- [About this task]
Rewrite the stretch from the start of the records through the line containing "negative clicks: (162, 210)", replacing "positive clicks" with "foreground clicks" and changing nothing else.
*** Begin section ***
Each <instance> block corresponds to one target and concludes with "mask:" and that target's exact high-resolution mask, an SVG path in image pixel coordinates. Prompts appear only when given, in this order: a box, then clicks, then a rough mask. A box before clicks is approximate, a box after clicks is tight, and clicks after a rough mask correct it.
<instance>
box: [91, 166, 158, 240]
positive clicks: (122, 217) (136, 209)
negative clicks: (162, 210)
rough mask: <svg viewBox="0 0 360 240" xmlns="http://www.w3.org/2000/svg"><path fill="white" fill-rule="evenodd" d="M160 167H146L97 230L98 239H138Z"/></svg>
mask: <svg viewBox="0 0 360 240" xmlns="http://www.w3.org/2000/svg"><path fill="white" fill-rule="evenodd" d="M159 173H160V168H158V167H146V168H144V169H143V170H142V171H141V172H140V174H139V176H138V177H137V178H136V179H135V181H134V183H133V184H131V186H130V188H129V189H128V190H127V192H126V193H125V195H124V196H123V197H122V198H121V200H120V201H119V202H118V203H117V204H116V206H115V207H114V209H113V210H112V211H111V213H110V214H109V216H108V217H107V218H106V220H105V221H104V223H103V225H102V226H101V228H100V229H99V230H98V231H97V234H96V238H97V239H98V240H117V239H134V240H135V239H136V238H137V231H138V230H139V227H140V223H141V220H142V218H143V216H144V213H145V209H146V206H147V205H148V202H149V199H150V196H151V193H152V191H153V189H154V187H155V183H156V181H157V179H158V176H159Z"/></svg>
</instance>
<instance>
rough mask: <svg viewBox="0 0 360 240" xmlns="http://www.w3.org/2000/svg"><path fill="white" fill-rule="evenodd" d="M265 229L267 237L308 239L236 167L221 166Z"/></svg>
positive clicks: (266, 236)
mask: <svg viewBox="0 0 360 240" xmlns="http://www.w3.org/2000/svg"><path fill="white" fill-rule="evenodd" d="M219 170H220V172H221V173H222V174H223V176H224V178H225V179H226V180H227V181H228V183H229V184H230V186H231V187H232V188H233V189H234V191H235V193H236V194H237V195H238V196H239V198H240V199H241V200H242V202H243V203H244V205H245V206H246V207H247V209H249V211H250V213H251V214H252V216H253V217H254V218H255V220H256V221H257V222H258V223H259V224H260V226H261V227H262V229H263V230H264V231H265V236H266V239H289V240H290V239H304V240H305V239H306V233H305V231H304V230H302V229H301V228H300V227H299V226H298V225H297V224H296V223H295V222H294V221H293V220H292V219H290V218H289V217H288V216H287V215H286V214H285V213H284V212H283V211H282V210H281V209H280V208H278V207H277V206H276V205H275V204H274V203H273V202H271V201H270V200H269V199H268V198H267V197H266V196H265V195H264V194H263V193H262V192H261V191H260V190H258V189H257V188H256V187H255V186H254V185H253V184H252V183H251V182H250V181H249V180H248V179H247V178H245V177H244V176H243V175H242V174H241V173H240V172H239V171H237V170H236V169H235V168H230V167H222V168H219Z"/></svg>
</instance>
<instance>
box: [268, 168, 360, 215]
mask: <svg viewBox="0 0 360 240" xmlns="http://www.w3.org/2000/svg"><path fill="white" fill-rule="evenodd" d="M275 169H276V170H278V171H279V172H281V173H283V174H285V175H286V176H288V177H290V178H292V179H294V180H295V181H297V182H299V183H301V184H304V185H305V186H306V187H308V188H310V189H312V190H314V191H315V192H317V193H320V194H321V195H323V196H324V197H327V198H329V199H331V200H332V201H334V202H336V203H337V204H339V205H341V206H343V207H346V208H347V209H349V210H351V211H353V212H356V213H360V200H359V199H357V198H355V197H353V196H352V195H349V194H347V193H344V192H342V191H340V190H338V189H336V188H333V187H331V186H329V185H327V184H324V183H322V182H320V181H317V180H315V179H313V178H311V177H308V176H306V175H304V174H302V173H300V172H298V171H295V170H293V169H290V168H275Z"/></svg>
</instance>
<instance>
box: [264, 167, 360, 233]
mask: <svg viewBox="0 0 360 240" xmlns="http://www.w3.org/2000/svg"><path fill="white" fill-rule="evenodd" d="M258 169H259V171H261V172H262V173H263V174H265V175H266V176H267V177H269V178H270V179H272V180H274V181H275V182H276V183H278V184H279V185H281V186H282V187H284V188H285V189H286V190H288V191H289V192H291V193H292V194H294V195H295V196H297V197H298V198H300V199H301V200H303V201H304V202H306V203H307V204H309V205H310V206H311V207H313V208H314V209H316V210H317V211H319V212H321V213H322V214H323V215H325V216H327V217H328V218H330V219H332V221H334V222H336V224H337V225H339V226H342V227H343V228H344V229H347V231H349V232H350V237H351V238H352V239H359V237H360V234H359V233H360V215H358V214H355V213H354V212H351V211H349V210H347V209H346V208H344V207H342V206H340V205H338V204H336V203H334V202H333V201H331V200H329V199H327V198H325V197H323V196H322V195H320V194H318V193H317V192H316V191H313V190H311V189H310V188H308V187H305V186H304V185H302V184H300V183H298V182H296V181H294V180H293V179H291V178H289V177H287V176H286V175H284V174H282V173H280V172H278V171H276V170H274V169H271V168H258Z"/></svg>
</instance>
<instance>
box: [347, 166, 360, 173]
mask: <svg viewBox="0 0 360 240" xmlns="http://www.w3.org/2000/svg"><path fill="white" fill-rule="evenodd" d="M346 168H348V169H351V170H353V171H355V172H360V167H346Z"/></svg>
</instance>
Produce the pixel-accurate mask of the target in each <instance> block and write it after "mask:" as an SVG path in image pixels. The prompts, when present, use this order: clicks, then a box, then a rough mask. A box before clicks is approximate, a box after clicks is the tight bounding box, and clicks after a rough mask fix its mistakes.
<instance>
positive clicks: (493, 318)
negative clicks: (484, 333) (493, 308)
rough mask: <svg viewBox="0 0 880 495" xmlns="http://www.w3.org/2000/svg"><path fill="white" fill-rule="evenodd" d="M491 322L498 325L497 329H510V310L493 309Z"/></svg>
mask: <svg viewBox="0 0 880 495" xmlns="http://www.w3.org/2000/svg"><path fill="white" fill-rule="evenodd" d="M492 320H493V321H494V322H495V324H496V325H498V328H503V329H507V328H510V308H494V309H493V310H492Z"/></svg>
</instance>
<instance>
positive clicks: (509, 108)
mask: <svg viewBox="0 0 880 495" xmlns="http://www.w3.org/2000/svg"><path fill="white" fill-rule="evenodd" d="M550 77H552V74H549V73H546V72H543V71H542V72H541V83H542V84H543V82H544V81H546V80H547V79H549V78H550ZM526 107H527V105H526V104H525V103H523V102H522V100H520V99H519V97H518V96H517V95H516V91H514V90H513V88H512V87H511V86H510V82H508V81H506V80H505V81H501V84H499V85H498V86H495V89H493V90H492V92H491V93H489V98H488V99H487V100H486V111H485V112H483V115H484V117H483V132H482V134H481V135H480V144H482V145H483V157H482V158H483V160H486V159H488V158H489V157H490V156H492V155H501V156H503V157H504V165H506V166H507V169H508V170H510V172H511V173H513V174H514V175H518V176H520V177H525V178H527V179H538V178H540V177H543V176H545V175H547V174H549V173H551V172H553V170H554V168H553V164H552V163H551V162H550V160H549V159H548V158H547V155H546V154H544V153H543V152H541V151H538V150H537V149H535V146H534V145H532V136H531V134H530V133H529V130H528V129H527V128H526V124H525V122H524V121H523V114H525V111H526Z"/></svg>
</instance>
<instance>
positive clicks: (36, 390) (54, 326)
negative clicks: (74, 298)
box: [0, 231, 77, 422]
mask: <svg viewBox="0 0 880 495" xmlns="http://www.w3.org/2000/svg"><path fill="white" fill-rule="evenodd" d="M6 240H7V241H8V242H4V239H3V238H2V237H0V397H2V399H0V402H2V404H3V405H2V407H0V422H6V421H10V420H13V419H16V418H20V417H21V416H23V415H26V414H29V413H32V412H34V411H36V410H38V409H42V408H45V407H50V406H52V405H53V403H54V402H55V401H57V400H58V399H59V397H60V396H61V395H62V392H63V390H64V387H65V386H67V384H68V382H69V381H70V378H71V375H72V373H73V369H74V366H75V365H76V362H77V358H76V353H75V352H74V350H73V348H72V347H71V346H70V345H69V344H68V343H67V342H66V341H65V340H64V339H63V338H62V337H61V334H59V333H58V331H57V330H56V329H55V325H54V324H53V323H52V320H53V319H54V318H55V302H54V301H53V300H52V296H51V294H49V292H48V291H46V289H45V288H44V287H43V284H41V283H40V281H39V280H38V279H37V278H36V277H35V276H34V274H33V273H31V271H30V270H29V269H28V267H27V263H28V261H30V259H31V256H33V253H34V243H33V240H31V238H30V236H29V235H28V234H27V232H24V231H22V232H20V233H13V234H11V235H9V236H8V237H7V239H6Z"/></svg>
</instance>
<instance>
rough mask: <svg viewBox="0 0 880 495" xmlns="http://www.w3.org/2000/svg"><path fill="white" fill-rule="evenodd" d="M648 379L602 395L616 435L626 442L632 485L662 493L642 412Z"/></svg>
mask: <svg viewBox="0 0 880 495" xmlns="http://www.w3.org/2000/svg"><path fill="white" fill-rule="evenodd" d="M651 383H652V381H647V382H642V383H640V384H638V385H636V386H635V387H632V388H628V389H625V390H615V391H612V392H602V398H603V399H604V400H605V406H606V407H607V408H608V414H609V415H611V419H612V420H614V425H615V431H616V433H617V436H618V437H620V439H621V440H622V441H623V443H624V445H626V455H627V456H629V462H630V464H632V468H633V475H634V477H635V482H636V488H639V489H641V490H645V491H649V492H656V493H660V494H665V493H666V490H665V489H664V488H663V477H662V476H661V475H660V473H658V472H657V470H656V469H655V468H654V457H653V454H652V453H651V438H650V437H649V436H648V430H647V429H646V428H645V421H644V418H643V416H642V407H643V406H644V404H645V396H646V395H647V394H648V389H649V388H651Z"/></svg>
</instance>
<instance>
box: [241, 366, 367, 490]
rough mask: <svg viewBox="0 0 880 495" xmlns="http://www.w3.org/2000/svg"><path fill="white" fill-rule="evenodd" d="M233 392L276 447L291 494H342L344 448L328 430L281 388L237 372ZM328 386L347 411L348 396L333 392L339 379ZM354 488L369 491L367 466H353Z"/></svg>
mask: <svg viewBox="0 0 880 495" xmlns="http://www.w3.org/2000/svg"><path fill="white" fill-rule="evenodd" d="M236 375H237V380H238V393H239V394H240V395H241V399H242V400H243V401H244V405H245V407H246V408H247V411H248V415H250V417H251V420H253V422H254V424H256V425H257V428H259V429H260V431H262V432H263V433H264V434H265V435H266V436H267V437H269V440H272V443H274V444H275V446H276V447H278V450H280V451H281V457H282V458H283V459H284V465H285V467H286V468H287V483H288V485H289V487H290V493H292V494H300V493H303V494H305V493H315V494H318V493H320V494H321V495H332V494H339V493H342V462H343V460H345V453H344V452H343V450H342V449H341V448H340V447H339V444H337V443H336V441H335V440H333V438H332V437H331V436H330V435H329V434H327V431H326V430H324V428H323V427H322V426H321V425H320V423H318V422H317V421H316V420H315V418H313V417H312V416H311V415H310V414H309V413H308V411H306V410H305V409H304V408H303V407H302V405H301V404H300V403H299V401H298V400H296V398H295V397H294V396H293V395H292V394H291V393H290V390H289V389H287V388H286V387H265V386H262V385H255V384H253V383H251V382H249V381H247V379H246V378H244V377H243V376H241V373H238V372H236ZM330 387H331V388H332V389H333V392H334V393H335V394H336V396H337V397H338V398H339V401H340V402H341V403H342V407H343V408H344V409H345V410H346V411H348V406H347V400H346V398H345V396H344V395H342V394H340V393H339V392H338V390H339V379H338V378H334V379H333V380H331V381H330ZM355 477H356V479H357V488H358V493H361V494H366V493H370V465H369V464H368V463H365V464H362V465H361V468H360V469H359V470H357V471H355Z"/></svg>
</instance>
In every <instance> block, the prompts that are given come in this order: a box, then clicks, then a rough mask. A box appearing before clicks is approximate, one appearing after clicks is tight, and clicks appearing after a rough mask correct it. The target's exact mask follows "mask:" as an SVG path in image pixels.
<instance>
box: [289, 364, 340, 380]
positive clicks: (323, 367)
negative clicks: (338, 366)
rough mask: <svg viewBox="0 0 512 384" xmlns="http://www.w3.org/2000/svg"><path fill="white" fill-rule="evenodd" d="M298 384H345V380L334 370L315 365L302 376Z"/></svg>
*** End section ***
- [Answer section]
Each <instance> block corresponds to one target and concludes with "mask:" and that target's exact high-resolution mask, an SVG path in image pixel coordinates. Prompts appear only when given, in this order: a box, then clicks, then a rough mask. A box before clicks is approximate, a box after clicks is tight, and clicks after a rough mask correct it.
<instance>
box: [91, 166, 158, 240]
foreground clicks: (122, 217) (136, 209)
negative clicks: (162, 210)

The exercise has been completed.